--- DIRECTIVE ---
Transcribe every entry word for word, leaving out all images.

[START GIVEN RECORDS]

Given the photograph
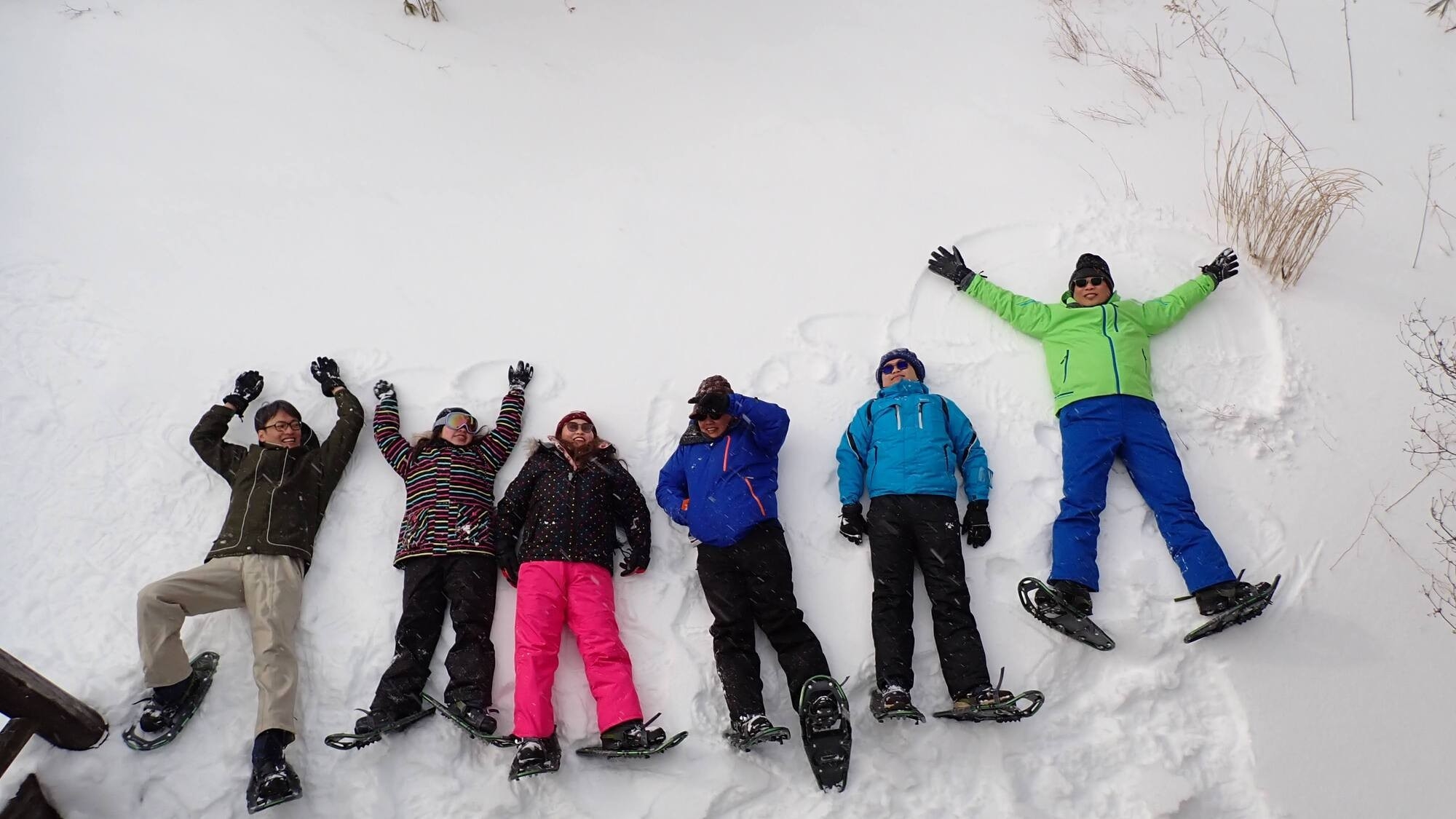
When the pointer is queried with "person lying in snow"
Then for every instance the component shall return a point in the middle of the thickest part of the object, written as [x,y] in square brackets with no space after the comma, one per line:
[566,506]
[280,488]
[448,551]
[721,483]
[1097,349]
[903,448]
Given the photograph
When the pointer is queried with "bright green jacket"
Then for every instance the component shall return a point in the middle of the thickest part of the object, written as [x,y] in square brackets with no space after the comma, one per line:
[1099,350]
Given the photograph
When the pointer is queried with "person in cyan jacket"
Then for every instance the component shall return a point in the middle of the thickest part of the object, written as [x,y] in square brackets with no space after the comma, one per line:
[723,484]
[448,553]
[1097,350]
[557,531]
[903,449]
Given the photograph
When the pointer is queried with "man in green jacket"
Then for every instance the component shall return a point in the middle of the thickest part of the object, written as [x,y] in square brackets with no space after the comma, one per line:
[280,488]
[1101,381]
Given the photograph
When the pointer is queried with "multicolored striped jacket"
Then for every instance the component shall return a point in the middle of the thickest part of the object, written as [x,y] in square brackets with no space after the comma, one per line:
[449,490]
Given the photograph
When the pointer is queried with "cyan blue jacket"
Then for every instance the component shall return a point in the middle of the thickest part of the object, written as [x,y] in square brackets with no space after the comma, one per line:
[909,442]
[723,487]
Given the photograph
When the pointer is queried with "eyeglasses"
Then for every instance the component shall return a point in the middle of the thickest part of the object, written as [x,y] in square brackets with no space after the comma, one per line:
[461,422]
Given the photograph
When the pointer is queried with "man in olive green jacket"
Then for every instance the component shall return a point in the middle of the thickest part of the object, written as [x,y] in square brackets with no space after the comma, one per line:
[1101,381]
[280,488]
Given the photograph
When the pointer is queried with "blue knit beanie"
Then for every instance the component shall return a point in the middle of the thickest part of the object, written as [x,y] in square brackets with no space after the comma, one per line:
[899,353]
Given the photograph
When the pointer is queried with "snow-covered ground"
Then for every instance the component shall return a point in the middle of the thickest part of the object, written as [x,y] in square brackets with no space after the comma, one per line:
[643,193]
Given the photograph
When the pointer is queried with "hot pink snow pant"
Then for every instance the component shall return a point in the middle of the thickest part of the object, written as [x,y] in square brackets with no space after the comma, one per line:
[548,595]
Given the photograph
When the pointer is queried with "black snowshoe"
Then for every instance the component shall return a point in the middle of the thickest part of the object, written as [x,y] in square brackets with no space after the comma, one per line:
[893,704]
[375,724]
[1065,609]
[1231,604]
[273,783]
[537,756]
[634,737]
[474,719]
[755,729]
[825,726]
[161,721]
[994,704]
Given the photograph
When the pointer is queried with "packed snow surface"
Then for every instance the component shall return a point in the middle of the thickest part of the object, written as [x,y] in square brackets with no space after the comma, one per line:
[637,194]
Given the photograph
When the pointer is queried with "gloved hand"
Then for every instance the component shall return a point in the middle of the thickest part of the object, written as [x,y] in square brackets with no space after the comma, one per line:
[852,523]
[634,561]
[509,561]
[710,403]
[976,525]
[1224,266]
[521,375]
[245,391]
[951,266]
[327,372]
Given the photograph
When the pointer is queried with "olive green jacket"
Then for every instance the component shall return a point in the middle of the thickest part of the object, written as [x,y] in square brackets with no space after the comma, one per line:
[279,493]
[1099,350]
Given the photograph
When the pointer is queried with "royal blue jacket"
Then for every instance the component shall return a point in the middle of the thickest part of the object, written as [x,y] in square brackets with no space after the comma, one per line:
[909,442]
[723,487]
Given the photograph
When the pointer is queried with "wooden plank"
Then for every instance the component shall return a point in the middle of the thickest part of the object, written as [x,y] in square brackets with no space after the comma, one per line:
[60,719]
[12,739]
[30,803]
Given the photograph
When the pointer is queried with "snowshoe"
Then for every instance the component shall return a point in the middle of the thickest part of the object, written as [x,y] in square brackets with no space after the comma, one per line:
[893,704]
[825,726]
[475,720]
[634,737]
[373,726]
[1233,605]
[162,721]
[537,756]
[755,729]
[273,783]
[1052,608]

[END GIVEN RECORDS]

--- EXERCISE SOLUTION ---
Given the photograph
When the pointer is queried with "person lying in snow"
Then for every instance the component shall return a point in the middle of the thickest part of the object, written as [x,y] in square brackets with no space after the comma, one per line:
[566,506]
[280,488]
[448,551]
[721,483]
[1097,349]
[903,448]
Given the photograph
When the pointer is queried with "bright green jacket"
Then for every instance the component shall return a point in the middle of the thickest part of the object, written as [x,y] in square brackets with no space after the comma, one per line:
[1099,350]
Given the photograph
When the pointer is queried with "person in cyan jacket"
Then for every instance the component shall return a point in the middle of the thickest part of the object, written as [x,y] in square brackets with no space after the comma, one per line:
[723,484]
[448,553]
[1097,350]
[557,531]
[903,449]
Given the photograph
When the pointer is queried with "man in green jacket"
Then for every instance the component shall return a point in the middle of the thickest part of the object, written as [x,y] in square brackets with no space after the comma, one per line:
[280,488]
[1101,381]
Given the photograph
When the pointer is queried with "multicolored striped jacket"
Then for every instance the component shall return a point in the middle of the thickest part of the object, written as [x,y] in square brackets with no space after the comma, one per line:
[449,490]
Given the photograph
When the pointer is queried with "cyan blue jacket"
Then for every instance the component shall return a point in the middle of the thickest part of the object, written as [x,y] in square brackets with no space after the comma, one per line:
[909,442]
[723,487]
Given the photograph
When the pointer is queried with "eyeglasses"
Then for every instance the component shall return a point in the middle of the thickest part of the object, written as [x,y] in square brackets with no space after the comma, one per line:
[461,422]
Given the photograph
When the pointer is queried with "man in olive green jacket"
Then for every instance the component shall return a point in the middle of the thickest part of the object, written as [x,y] in square brackets with no space after the comma, one per line:
[1101,381]
[280,488]
Given the photograph
When the pointer is queried with "blue knit beanie"
Then for every instance the component shall return a point in the middle of the thickest part of the object, written as [x,y] in square brackets with no space after the comma, one per line:
[899,353]
Given the photograph
When the pointer is queried with "snow-covered ground"
Then for every instance the component shall return a point in the middle of the thickest part of the object, written as [x,y] in square brackets with no space after the comma, one per line:
[643,193]
Given the photograph
When the pointer is queried with "hot pink snow pant"
Then for every instance the component shall return a point in the middle of the thickest part of the object, written as [x,y] in square brackets with no space after the comma, one per line:
[548,595]
Given the photograph
When the pointer is queried with "black snowshoe"
Then for every instance the component shall return a point in the middle of the thickest part of the object, written as [x,y] in square brackets with no space after the comma, one per line:
[893,704]
[375,724]
[1065,609]
[1231,604]
[273,783]
[537,756]
[634,737]
[474,719]
[755,729]
[825,726]
[161,721]
[994,704]
Given the photograph
When the pointer is queried with "packed snow surface"
Then for every instance the component shall return a point in the middle of the thickest part of the object, written as [x,y] in square brackets with no space after the comma, one per line:
[637,194]
Given the photograph
When the pointer is queried with "gloved hand"
Then for every instance the component shall return a point in the middle of the thickest part of the object, written as [x,y] in square brackets with no space after the comma, one per line:
[852,523]
[634,561]
[509,561]
[710,403]
[976,525]
[1224,266]
[521,375]
[245,391]
[951,266]
[327,372]
Given the photograph
When the pointer is queried with "olive green jacket"
Then for every instance the component shall return a point in the middle of the thickest part of the object, written as [x,y] in square brackets with no space after the comma, one per line:
[279,493]
[1099,350]
Given the photograph
When the pointer is queried with "royal blue jacket"
Then for every instance the component shall return a point in the middle of the thickest part of the object, written as [x,y] in square brackets with no space after the comma, one per line:
[909,442]
[723,487]
Given the photograph
When the pointer is queried with "wooden plank"
Then for every instance the component shall return a point in the middle of the thickest part of the object, written as [x,y] in square brackets with no space after the comma, one per line:
[60,719]
[12,739]
[30,803]
Given the photograph
When the pointer is queried with "snowshoe"
Then for every instance the component shall return a point in the middle of the thickest part of the object, written as [x,y] in square brackets with no space after the comma, one per line:
[893,704]
[825,726]
[475,720]
[634,737]
[373,726]
[1233,605]
[162,721]
[537,756]
[755,729]
[273,783]
[1052,608]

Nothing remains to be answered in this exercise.